**EXERCISE TASK:**
Count how many lines in the material below contain the word "jacket". Reply with only the number.
•••••
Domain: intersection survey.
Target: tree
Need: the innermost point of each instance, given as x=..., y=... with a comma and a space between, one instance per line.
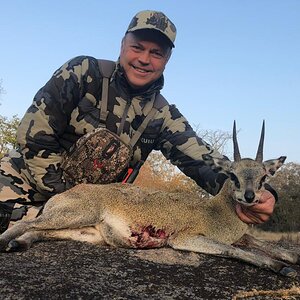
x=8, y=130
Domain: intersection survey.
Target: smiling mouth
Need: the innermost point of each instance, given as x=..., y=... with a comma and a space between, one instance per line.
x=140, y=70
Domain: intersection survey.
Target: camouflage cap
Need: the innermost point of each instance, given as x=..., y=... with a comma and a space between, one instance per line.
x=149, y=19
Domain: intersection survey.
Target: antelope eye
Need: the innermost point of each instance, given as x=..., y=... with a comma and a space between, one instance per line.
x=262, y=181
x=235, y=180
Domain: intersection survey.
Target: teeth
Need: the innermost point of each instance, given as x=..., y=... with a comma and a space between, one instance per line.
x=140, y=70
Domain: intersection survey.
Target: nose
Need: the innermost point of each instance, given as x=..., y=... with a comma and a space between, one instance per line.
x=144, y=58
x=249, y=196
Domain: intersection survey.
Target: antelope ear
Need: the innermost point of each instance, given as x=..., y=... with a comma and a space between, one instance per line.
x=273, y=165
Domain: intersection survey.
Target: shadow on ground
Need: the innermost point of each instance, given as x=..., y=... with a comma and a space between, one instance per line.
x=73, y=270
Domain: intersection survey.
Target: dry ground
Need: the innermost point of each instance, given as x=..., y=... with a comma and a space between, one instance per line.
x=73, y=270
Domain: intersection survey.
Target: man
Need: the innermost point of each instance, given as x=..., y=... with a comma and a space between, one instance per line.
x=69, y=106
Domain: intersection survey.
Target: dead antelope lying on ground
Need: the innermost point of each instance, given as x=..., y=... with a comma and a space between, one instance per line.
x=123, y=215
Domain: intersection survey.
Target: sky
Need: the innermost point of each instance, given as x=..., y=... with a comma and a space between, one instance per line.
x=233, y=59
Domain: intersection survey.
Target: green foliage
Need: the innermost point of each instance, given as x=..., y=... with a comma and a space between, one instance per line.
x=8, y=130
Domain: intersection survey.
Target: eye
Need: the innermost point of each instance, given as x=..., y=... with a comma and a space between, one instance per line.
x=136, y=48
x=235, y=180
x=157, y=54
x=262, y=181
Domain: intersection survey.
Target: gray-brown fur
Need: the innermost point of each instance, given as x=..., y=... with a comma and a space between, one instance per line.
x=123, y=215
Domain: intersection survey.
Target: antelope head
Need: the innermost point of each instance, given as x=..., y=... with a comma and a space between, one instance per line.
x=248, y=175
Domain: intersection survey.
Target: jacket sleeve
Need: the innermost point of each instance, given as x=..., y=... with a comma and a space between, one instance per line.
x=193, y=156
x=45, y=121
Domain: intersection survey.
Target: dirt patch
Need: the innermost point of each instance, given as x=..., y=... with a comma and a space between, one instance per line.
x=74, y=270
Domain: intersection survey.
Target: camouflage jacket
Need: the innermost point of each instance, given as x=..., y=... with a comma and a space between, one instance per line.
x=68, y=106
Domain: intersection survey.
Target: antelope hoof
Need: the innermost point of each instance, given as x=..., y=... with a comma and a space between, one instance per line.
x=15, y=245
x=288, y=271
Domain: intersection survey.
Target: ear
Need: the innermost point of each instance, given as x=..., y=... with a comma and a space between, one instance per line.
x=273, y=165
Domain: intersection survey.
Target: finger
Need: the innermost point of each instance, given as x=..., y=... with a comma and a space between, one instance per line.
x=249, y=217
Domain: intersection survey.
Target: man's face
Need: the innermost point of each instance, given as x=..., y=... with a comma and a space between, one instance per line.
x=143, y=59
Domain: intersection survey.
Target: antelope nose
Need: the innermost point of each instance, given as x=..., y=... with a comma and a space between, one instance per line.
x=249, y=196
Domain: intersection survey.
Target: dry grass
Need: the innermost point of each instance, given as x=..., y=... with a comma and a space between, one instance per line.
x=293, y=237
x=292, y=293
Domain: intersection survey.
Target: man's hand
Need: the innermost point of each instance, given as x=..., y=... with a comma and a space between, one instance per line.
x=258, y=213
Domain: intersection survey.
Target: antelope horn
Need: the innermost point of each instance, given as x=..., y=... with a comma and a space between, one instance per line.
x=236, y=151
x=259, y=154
•••••
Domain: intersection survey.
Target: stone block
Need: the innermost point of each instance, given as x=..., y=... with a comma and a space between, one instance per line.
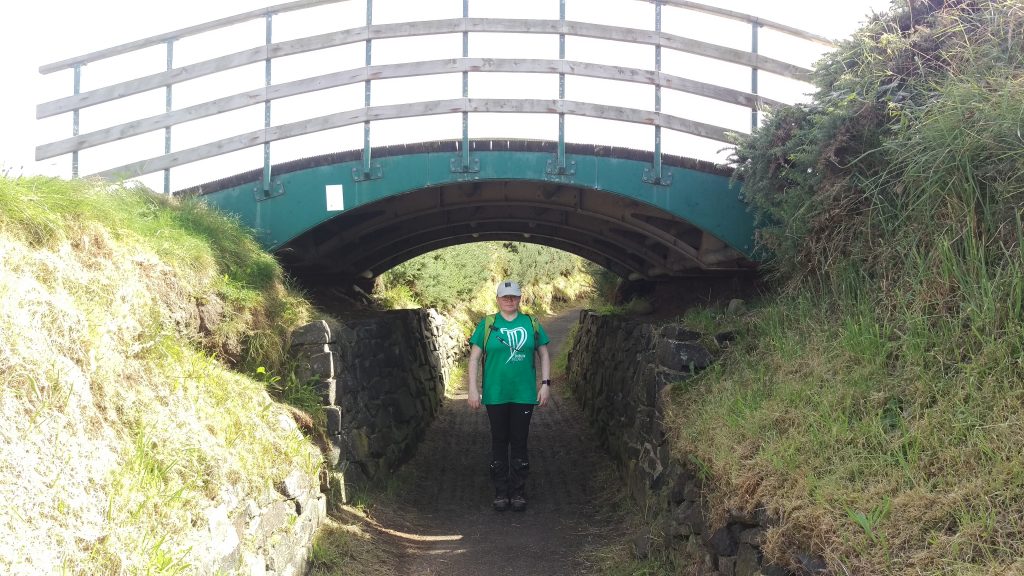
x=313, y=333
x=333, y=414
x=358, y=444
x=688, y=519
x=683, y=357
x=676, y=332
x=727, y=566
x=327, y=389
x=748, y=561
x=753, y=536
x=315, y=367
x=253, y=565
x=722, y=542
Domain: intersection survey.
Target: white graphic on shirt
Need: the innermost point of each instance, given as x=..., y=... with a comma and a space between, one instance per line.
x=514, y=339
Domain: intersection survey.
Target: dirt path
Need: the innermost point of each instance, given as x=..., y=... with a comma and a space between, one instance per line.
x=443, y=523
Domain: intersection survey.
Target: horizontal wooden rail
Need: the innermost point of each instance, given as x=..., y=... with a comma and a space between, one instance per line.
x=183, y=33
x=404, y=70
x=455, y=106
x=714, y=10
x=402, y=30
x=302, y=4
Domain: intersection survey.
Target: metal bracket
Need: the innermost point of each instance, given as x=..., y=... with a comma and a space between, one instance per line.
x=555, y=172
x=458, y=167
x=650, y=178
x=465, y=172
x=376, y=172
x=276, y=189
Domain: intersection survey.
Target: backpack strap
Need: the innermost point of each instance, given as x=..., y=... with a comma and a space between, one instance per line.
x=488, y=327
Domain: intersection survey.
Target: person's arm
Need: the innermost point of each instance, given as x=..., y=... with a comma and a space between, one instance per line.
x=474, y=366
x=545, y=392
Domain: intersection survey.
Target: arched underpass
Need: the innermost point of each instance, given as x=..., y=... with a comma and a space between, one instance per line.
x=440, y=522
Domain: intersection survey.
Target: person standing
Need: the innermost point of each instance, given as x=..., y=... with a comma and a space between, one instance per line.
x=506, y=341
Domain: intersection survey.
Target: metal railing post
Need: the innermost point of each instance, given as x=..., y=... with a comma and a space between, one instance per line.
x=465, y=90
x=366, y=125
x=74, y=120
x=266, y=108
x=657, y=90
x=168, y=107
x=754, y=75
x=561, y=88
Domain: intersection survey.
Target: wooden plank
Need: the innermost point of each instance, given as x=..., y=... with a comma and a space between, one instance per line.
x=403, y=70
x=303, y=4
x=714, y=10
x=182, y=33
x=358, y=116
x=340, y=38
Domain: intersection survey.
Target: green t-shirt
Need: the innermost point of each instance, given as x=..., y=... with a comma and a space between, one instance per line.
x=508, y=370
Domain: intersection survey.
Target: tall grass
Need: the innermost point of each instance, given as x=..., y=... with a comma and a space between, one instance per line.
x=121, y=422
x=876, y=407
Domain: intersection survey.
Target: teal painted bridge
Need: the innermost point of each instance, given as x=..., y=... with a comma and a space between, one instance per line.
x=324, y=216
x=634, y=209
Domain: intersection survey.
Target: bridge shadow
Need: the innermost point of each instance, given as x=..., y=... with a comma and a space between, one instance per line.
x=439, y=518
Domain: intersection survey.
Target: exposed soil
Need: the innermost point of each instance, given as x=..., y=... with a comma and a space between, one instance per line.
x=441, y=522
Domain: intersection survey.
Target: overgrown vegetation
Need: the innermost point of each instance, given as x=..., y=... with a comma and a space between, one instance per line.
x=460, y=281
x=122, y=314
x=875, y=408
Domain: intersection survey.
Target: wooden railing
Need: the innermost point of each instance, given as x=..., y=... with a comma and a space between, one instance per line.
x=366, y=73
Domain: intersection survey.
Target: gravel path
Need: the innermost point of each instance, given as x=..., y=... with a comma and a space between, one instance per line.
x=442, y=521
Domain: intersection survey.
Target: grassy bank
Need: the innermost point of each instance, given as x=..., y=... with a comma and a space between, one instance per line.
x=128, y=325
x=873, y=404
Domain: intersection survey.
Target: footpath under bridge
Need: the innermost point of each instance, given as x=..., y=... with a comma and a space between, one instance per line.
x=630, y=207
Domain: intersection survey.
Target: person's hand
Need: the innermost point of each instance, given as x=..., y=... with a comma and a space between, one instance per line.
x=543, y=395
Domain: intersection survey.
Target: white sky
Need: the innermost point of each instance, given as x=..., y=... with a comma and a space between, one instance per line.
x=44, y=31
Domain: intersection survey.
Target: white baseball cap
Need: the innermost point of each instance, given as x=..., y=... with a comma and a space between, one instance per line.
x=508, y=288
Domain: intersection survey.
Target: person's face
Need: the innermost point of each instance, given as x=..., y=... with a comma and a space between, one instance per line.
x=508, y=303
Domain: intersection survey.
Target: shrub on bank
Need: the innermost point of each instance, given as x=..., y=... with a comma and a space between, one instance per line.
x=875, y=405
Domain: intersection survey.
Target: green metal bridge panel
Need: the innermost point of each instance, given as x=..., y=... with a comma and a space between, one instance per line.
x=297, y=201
•••••
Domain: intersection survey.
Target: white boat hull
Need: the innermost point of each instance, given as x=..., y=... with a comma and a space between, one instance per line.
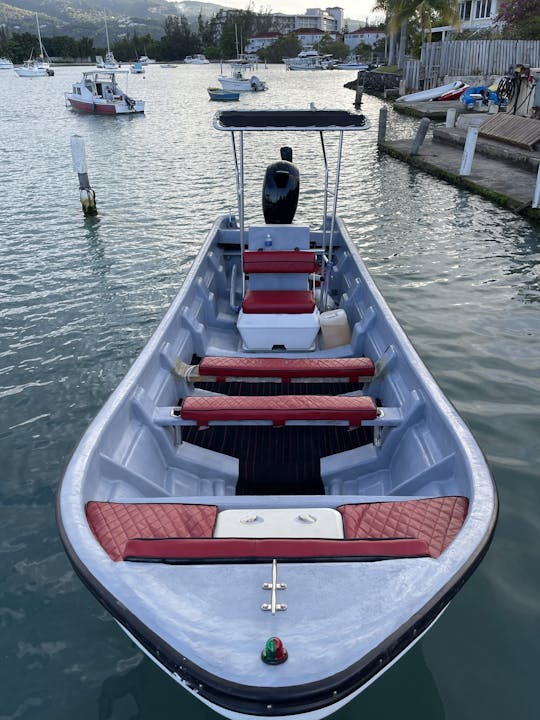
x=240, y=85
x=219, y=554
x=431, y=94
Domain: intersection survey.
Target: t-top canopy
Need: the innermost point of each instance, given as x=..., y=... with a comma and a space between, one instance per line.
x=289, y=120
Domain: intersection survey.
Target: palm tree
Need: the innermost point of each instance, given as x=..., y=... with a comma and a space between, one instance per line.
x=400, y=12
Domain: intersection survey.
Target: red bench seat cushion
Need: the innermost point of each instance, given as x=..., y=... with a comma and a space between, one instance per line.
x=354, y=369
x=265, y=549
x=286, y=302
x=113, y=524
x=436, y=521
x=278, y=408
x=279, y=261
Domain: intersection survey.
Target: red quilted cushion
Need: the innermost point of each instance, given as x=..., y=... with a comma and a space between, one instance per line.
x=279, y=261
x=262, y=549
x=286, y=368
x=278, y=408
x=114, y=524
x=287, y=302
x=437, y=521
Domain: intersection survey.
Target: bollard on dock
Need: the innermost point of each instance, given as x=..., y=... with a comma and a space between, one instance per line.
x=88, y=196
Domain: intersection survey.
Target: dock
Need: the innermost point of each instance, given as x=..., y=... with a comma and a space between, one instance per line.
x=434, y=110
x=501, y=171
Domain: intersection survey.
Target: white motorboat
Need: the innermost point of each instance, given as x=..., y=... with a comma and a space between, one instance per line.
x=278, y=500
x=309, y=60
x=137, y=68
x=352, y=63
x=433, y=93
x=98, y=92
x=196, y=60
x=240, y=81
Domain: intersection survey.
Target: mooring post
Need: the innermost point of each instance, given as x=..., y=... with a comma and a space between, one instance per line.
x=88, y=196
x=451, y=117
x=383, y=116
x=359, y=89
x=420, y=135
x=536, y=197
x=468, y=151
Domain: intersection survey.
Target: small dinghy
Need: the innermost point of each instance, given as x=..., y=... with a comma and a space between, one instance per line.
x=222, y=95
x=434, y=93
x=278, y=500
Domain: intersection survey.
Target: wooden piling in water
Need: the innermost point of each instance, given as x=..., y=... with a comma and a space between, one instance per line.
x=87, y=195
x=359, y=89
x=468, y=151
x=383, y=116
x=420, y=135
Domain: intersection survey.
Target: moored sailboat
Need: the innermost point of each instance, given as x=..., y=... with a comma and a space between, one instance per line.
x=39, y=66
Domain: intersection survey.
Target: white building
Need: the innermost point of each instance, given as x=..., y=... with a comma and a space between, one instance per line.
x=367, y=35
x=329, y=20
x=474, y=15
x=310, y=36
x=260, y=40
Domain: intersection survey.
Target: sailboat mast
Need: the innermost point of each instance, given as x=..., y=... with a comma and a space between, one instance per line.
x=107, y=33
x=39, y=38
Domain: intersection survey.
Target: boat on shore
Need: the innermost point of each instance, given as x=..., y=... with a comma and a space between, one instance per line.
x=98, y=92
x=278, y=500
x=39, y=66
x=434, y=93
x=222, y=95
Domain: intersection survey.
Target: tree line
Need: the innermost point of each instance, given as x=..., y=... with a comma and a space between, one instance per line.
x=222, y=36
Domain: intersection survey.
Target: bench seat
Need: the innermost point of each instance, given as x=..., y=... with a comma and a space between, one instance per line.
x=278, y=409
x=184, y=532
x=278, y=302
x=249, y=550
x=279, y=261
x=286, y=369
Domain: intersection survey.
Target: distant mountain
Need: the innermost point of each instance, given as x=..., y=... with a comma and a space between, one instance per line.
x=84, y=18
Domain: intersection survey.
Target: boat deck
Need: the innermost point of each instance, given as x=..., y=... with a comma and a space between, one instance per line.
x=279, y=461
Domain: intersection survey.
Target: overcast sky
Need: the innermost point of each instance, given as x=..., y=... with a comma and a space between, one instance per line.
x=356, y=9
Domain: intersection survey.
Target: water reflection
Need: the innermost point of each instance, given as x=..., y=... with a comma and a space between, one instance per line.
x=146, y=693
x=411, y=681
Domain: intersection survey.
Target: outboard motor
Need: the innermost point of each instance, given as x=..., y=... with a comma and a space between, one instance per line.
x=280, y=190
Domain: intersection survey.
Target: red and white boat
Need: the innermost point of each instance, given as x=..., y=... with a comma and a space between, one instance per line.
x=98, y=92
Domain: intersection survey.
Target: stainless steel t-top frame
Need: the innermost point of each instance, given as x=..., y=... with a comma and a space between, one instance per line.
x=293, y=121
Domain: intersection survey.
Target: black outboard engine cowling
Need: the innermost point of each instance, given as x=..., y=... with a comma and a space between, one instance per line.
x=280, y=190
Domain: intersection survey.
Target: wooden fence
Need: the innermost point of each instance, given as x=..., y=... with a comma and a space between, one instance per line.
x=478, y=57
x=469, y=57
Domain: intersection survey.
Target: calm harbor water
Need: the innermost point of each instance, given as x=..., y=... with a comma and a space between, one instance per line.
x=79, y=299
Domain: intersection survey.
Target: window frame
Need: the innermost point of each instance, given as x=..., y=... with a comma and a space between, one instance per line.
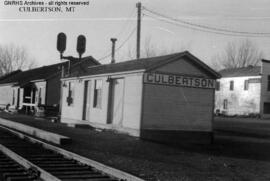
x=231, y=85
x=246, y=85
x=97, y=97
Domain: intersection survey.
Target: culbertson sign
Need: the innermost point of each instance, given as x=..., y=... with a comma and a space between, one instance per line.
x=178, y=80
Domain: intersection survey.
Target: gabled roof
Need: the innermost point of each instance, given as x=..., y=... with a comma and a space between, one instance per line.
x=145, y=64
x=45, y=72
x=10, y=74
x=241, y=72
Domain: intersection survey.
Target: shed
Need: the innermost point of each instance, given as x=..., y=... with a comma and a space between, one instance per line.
•••••
**TASK RESPONSE:**
2